▶ [Texto presentado]

= = =

El café en Colombia y la leyenda negra del petróleo
No fuimos una nación llamada a ser grande y a la que la discordia fratricidas deshizo después de ganar su independencia, sino dos países tropicales contiguos en el mapa de las nacientes repúblicas hispanoamericanas
Un tardecita —pronto hará 40 años—, echado en una playa del Golfo Triste, cerré de golpe un libro del bogotano Marco Palacios y me pregunté: “¿Por qué rayos nadie ha escrito en Venezuela un libro comparable a El café en Colombia? ¿Un libro de vocación seminal y canónica que, con propiedad y sin hacer concesiones, pueda llamarse El petróleo en Venezuela?”.
Frecuenté aquel libro de Editorial Presencia hasta que se descuadernó, lleno de subrayados y pegatinas. El libro de Palacios me hizo ver con claridad que, contrariamente a lo que afirma la patriotera superchería bolivariana que nos ofusca desde mil ochocientos setenta y pico, no fuimos una nación llamada a ser grande y a la que la mezquindad y la discordia fratricidas deshicieron después de ganar su independencia, sino dos países tropicales contiguos en el mapa de las nacientes repúblicas hispanoamericanas.
El modo con que un país se gana la vida no explica del todo sus ruindades, sus mitologías y sus ocasionales grandezas. El libro de Palacios me ayudó a entender que el petróleo no tenía que haber sido en sí mismo una maldición.
Sin embargo, una cosa es festejar el Primer Centenario de la Independencia subastando en Londres y Nueva York el catastro geológico de 700.000 millas cuadradas de cuencas sedimentarias petrolíferas y otra tratar de hacerse un lugar en el planeta, contando desde la segunda mitad del siglo XIX tan solo con café, una impracticable orografía, un gran río solo a trechos navegable y el venático ciclo de los vientos alisios.
Los venezolanos no hemos hecho mucho por escribir algo siquiera homologable a El café en Colombia, pero sí nos hemos esmerado en denostar del petróleo haciéndolo culpable de todas, o casi todas, nuestras desventuras.

= = =

▶ [Datos proporcionados]
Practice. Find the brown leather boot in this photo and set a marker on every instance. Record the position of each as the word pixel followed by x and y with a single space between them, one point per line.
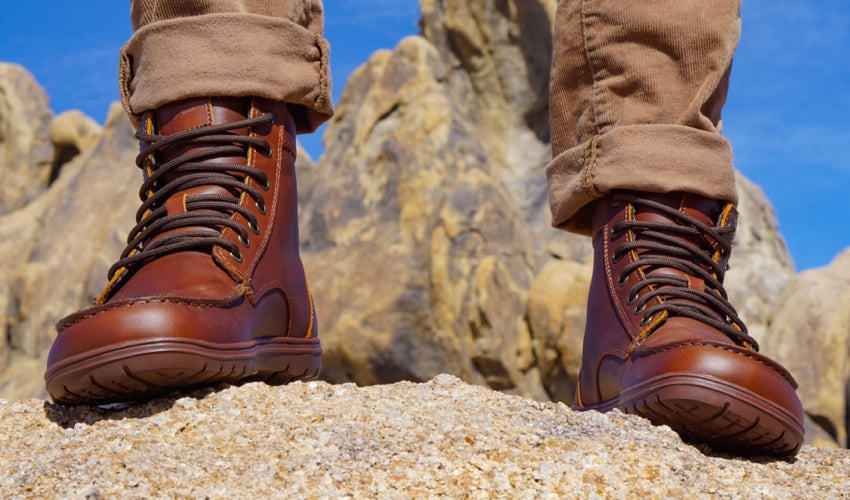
pixel 662 340
pixel 210 287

= = =

▶ [Lista de tareas]
(1) Según el texto sobre el café en Colombia y el petróleo, ¿quién es el autor del libro El café en Colombia?
(2) Continúe el texto sobre el café en Colombia y el petróleo venezolano a partir de su última oración.

▶ [Respuestas dadas]
(1) El bogotano Marco Palacios.

(2)
Uno de nuestros mitos fundacionales sostiene que por largo tiempo, antes de la Primera Guerra Mundial, Venezuela fue el primer exportador mundial de café, por encima de Brasil. Y que la avasallante industria del petróleo acabó en poco tiempo con esa primacía. ¿De dónde habrá salido, me pregunté siempre, esa enormidad repetida campanudamente en todos los manuales de historia patria durante un siglo?
La respuesta me la dieron el libro de Marco Palacios y un trabajo de econometría restrospectiva, zumbonamente titulado The Mickey Mouse numbers in world history, cuyo autor fue D.C.M Platt, gran historiador del comercio exterior británico del siglo XIX. The Mickey Mouse etc… es un estudio de los errores de cálculo en que incurren los historiadores que abusan de las estadísticas.
Ciertamente, al llegar los primeros geólogos de la General Asphalt británica a Venezuela en 1911, hacía ya tiempo que el país había fracasado por completo en el propósito de asentar una economía agrícola, primordialmente cafetera, orientada al llamado “crecimiento hacia afuera”, objetivo muy propio del proyecto liberal decimonónico en nuestra América.
Un botánico suizo, Henri Pittier, experto de la Secretaría de Agricultura de los Estados Unidos y él mismo cultivador de café en Costa Rica, contratado por el Gobierno venezolano para evaluar nuestra actividad agrícola, dictaminó en 1913 que “la degeneración fitogenética y la baja productividad de los cafetales venezolanos son resultado de más de 60 años de incuria”.
Hablaba sin saberlo de la casi perenne guerra civil y la masiva destrucción de la propiedad que fue el siglo XIX venezolano.
El café producido en la región de los Santanderes colombianos en la segunda mitad del siglo XIX salía al Caribe y luego a Europa desde el puerto de Maracaibo, en Venezuela, luego de pagar un impuesto de tránsito a través del fronterizo estado Táchira. Era asentado, naturalmente, en las cuentas de importación de Londres y Hamburgo como café proveniente de Venezuela.
Cuando la actividad cafetera de Colombia se afianzó en la Cordillera Occidental colombiana, ya en la década de 1870, las series económicas, cuidadosamene elaboradas por el extinto economista venezolano Asdrúbal Baptista, dejan de registrar la colosal exportación de ese solamente ilusorio café venezolano.
Quod erat demostrandum.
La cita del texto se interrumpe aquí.